[Records from a dataset]
__________________________________________________

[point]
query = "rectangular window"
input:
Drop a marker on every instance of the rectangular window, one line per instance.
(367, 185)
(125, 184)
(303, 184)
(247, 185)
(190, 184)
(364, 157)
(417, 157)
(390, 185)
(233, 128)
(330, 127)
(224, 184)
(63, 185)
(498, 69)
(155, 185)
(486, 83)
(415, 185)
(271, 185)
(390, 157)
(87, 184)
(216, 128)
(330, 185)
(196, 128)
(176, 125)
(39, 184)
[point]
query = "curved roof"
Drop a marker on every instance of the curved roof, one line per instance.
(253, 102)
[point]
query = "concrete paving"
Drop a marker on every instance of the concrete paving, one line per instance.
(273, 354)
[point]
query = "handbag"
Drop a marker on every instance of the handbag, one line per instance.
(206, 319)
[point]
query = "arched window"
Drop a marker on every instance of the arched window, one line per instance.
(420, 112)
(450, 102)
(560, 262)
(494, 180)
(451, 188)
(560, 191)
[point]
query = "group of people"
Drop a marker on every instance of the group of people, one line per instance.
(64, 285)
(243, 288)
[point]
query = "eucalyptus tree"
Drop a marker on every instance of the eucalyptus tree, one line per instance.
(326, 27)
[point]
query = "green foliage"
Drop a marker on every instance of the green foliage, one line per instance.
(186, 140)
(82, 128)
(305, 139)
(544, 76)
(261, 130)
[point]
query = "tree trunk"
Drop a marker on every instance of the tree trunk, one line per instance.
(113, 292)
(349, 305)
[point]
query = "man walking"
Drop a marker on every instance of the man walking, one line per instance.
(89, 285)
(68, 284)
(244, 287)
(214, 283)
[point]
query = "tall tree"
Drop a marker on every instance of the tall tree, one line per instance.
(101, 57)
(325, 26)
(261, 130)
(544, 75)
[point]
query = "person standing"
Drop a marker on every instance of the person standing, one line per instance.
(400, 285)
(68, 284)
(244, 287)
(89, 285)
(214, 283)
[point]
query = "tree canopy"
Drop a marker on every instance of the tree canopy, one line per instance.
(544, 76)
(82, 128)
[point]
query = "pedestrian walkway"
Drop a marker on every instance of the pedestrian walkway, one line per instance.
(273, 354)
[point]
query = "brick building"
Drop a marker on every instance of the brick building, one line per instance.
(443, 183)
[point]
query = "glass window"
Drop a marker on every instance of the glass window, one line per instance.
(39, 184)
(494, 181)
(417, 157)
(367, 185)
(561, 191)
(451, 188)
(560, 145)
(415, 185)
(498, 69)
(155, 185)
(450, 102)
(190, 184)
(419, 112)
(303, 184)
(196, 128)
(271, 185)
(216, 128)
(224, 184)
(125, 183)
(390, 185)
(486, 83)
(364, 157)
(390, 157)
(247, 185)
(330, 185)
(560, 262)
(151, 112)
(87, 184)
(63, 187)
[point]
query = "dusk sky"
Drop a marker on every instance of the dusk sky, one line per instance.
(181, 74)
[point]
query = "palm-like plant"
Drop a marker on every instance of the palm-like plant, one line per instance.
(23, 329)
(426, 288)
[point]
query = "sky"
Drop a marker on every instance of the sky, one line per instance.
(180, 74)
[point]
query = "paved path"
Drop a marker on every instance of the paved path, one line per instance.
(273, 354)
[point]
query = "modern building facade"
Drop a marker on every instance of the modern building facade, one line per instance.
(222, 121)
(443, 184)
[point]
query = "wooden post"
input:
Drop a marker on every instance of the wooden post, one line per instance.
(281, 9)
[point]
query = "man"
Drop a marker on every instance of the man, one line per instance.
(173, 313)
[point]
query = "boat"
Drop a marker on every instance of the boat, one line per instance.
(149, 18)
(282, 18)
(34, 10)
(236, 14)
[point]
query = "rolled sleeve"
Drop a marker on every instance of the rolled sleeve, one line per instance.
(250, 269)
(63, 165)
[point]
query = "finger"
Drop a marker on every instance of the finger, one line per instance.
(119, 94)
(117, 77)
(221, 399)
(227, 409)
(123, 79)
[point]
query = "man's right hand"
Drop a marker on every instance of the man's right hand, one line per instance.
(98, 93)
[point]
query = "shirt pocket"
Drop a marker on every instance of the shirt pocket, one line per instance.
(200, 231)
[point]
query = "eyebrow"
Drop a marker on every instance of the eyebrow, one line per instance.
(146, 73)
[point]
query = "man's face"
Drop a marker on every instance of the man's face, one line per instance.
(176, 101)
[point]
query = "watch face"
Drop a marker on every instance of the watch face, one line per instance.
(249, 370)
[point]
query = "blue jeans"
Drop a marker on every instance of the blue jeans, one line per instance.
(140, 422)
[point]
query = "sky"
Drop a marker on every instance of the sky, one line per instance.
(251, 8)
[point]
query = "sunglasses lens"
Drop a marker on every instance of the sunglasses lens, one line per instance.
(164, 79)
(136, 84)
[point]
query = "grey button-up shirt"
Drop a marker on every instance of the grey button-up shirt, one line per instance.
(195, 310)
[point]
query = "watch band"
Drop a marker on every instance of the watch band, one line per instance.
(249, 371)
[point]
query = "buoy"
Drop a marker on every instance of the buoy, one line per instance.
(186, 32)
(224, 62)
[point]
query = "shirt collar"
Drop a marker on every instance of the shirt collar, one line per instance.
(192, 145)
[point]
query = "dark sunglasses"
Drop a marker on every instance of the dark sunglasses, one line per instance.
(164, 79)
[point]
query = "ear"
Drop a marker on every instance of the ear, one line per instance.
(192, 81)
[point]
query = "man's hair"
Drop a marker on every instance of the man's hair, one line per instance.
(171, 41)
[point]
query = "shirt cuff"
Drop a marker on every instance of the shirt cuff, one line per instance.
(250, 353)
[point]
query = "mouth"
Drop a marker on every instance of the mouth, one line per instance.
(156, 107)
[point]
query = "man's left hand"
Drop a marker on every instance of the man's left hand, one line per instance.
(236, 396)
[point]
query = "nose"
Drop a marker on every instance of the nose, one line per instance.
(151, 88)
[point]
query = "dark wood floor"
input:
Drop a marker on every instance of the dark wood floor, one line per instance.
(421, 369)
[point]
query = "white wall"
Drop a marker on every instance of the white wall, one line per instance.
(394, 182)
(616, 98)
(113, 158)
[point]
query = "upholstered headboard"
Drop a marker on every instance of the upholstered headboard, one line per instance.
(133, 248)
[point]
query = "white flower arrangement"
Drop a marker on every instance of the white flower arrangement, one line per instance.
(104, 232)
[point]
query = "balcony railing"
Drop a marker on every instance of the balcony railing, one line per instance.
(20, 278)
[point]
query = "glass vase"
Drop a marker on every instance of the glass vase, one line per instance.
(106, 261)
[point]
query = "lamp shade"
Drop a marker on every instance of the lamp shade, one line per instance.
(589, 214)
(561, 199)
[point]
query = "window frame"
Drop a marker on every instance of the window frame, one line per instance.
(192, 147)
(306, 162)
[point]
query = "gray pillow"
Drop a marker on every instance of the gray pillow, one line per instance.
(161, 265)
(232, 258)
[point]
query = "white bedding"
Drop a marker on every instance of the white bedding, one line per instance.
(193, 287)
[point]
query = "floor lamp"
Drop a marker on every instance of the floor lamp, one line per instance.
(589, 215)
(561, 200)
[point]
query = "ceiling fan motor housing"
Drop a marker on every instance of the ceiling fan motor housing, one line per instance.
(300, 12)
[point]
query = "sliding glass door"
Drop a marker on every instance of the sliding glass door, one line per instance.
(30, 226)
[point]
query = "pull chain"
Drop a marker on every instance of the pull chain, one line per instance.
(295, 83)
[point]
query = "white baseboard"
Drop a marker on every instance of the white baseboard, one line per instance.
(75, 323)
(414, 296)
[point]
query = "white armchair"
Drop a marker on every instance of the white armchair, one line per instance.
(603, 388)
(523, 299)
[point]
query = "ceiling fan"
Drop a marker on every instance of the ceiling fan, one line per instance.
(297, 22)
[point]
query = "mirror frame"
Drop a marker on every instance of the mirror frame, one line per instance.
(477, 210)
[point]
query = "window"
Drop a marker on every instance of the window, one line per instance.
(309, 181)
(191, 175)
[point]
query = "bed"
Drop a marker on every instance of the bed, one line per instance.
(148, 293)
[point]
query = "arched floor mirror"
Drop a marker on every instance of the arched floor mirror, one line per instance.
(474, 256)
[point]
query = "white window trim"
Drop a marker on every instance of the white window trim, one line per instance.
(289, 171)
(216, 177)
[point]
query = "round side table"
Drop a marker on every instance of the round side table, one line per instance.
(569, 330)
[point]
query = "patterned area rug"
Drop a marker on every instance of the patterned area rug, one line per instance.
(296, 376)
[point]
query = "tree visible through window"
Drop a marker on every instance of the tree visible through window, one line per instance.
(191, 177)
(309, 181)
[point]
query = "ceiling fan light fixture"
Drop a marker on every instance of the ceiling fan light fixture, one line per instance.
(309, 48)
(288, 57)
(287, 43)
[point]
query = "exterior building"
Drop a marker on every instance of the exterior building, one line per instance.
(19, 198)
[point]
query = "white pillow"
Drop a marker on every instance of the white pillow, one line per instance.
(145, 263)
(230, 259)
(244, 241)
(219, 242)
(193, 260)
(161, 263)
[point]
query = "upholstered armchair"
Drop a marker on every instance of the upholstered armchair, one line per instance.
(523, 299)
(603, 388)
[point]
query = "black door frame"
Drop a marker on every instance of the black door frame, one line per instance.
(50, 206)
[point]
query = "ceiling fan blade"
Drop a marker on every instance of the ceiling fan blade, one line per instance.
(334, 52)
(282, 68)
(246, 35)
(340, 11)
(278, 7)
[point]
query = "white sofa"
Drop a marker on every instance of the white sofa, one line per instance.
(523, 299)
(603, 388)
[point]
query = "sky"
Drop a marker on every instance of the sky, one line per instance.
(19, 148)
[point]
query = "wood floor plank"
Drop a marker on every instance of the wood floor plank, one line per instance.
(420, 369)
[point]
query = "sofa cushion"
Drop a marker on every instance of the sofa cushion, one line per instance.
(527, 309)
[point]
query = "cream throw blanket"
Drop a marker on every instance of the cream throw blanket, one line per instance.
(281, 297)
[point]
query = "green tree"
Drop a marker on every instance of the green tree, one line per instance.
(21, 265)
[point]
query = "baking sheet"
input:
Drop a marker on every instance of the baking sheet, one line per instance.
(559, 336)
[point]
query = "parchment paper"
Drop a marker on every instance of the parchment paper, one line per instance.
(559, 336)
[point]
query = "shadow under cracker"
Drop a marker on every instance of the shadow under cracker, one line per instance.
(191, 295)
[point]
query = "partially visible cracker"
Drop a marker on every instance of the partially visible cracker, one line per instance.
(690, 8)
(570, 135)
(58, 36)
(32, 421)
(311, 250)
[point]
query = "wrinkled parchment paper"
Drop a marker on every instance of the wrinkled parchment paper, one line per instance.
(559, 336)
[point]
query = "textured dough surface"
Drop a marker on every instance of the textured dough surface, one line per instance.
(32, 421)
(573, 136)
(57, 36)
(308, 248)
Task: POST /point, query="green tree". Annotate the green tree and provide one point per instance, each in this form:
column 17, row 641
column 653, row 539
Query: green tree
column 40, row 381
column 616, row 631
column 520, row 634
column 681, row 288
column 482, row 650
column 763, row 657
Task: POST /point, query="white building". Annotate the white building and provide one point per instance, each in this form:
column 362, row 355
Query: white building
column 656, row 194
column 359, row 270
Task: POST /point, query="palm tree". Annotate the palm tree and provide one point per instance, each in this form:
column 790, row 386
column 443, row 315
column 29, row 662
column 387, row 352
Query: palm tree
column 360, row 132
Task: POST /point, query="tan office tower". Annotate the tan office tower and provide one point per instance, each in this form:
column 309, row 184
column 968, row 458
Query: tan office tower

__________________________________________________

▶ [ASSIGNMENT]:
The expected result is a copy of each line in the records where "tower" appears.

▶ [YOUR SOLUTION]:
Task: POST /point, query="tan office tower". Annotate the tan office tower and provide one point per instance, each in this form:
Query: tan office tower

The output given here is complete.